● Excerpt
HTML has always been the skeleton of the web: fundamental to its function, usually hidden, missing in certain areas, and important not to break. This HTML and SEO guide is written focused semantic SEO and the technical alignment between HTML and content. Structured Data has been a hot topic issue in SEO this year (as it is many years), and while schema is a major element of structured data, proper HTML formatting is as well.
(If you’re interested in this topic, but not necessarily up on HTML, you can read a basic HTML guide here.)
The Philosophy of HTML and Friendly Browsers
Something that separates HTML from other languages is how forgiving it is. (We can have a fun argument about whether or not HTML is just a markup language, or a declarative programming language. For shorthand and simplicity we’ll go to “language” and you can argue with me on Twitter 😊) For example, It doesn’t necessarily throw errors if you forget to close markup—it will just assume you want to keep that markup open until the end of the page, where it will helpfully close the element for you.

● Directives
A. Based on the HTML and SEO guide, mark each statement yes or no and quote the words that decide it. (i) HTML throws an error whenever you forget to close markup. (ii) Structured data has been a hot topic in SEO this year. (iii) Schema is presented as the only part of structured data that matters.
B. Echo the HTML and SEO guide word for word from "The Philosophy of" up to and including "element for you.".

Detection annotation records:

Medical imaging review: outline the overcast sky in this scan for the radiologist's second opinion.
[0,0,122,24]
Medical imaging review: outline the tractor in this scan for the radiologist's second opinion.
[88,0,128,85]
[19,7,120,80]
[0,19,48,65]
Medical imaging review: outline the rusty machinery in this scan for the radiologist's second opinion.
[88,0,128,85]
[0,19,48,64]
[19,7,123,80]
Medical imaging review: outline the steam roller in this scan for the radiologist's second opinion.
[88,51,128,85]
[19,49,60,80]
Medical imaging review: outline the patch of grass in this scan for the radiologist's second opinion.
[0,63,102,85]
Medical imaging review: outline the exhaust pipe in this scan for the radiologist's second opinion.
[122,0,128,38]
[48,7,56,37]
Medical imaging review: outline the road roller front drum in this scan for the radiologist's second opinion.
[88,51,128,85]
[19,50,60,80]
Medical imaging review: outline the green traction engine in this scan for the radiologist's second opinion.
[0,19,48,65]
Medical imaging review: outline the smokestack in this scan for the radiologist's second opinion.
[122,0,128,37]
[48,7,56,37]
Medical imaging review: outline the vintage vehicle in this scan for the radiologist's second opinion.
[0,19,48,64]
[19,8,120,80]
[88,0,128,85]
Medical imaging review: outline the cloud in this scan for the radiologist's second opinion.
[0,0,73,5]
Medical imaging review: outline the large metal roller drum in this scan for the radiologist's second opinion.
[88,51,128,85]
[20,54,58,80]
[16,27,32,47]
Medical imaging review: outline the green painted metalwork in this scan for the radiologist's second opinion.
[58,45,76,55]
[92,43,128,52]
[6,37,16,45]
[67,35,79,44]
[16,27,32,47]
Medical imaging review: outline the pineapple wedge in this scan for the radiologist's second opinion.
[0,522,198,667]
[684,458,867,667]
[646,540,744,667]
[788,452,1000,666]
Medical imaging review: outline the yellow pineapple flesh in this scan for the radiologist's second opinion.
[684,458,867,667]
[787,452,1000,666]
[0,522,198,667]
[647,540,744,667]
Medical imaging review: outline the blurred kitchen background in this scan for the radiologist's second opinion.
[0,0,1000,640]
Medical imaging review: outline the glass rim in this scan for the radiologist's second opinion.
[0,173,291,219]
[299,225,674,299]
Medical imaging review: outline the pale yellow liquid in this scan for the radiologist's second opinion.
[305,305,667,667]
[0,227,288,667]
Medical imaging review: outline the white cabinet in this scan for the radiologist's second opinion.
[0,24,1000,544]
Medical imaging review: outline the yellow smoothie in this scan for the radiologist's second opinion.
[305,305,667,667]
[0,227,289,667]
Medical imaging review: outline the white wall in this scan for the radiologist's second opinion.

● Answers per task
A.
(i) No: "It doesn’t necessarily throw errors if you forget to close markup"
(ii) Yes: "Structured Data has been a hot topic issue in SEO this year"
(iii) No: "while schema is a major element of structured data, proper HTML formatting is as well"

B.
The Philosophy of HTML and Friendly Browsers
Something that separates HTML from other languages is how forgiving it is. (We can have a fun argument about whether or not HTML is just a markup language, or a declarative programming language. For shorthand and simplicity we’ll go to “language” and you can argue with me on Twitter 😊) For example, It doesn’t necessarily throw errors if you forget to close markup—it will just assume you want to keep that markup open until the end of the page, where it will helpfully close the element for you.